[READING PASSAGE start]

But Cook, who is snobbishly dismissed in academic circles, is not represented in the national collection at Tate Britain and she has never had an exhibition abroad – until now. The exhibition, which has just opened in New York, also comes at a time when her market, which grew steadily throughout her life, accelerated immediately after her death, but then tailed off, is experiencing a new lease of life.

In the early days, she recalled, she would sell her work for £10 a go. But gradually, popular demand allowed her gallery, Portal, to raise prices until, by the time of her death, they were generally in the £30,000-£40,000 range. Then, after she died in May 2008, the market went briefly crazy. In July that year two paintings at Bonhams tripled their estimates, selling for more than £60,000 each. Then in August 2008 it slipped out that Portal had sold a painting of the Café de Paris to Yoko Ono for £100,000. The price, says Jess Wilder, Portal Gallery’s director, was also influenced by the painting’s large size, one of only three she made measuring 3ft x 4ft.

But after the posthumous flurry, the Cook market cooled down, the Tate still refused to buy her work, and prices dropped to the £20,000 level.

However, in 2017 Bonhams in Los Angeles sold all 13 Cook paintings owned by romantic novelist Jackie Collins who had recently died: each one above estimate for a total of more than $260,000 (about £215,000). Promotion for the sale, searching for celebrity connections, mentioned she was also collected by film star Whoopi Goldberg and Mick Jagger’s banker, the late Rupert Loewenstein, who had a painting by Cook of a pink nude on a leopard skin rug in his office, among others.

The Lockyer Tavern (1974), a painting of one of Beryl Cook’s favourite pubs in Plymouth
The Lockyer Tavern (1974), a painting of one of Beryl Cook’s favourite pubs in Plymouth

Following the Collins estate sales, prices of £30,000 became more commonplace again with Bonhams selling all five of Cook’s paintings in a women artist only sale in September. And then, last month, they dramatically broke the artist’s record with Breakfast at Elvira’s, depicting a café in Plymouth owned by Cook’s son, which sold for £82,500 – double its auction estimate.

[READING PASSAGE end]

• [WORK TO DO]: Rewrite the stretch of the Beryl Cook passage from "But Cook, who" through "lease of life.", putting "Boston" wherever "New York" appears. The entries that come next are separate material, unrelated to the Beryl Cook passage.

[DATASET RECORDS start]

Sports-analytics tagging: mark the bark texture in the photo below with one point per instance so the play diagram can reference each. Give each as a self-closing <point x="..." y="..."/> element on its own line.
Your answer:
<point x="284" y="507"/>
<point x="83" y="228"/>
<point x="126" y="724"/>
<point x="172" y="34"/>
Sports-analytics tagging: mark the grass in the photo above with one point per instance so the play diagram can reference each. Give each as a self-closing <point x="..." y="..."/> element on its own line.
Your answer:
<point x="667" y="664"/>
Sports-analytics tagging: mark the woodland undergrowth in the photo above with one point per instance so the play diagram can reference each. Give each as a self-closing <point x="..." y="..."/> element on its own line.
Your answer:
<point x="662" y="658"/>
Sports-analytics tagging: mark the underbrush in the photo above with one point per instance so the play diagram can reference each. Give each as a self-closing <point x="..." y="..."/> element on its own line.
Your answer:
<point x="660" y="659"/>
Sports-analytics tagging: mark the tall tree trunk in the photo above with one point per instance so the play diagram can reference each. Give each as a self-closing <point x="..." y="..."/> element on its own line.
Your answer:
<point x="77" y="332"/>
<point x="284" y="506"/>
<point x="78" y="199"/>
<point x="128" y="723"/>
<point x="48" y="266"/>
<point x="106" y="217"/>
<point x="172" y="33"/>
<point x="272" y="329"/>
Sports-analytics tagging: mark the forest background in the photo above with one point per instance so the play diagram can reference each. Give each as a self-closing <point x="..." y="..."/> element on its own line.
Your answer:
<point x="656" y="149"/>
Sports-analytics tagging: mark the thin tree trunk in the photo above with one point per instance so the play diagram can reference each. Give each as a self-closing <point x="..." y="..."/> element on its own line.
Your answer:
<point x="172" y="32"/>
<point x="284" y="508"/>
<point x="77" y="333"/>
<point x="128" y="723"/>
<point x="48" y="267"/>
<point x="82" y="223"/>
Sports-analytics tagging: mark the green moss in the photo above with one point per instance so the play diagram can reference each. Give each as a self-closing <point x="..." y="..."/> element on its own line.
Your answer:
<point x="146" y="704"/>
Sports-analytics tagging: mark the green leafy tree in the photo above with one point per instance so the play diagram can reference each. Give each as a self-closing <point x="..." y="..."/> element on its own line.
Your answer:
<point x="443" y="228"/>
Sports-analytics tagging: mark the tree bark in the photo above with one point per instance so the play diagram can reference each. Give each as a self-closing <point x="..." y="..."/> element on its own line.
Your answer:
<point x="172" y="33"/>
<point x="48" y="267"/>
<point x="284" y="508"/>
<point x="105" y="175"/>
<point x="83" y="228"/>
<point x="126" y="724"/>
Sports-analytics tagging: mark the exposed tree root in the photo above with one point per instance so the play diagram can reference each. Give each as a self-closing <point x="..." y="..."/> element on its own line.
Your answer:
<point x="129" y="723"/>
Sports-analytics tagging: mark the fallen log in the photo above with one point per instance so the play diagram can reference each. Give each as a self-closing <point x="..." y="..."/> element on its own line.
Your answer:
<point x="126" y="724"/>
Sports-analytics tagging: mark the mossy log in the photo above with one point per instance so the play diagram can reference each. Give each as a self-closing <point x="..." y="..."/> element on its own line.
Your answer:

[DATASET RECORDS end]

• [COMPLETED TASK]:
But Cook, who is snobbishly dismissed in academic circles, is not represented in the national collection at Tate Britain and she has never had an exhibition abroad – until now. The exhibition, which has just opened in Boston, also comes at a time when her market, which grew steadily throughout her life, accelerated immediately after her death, but then tailed off, is experiencing a new lease of life.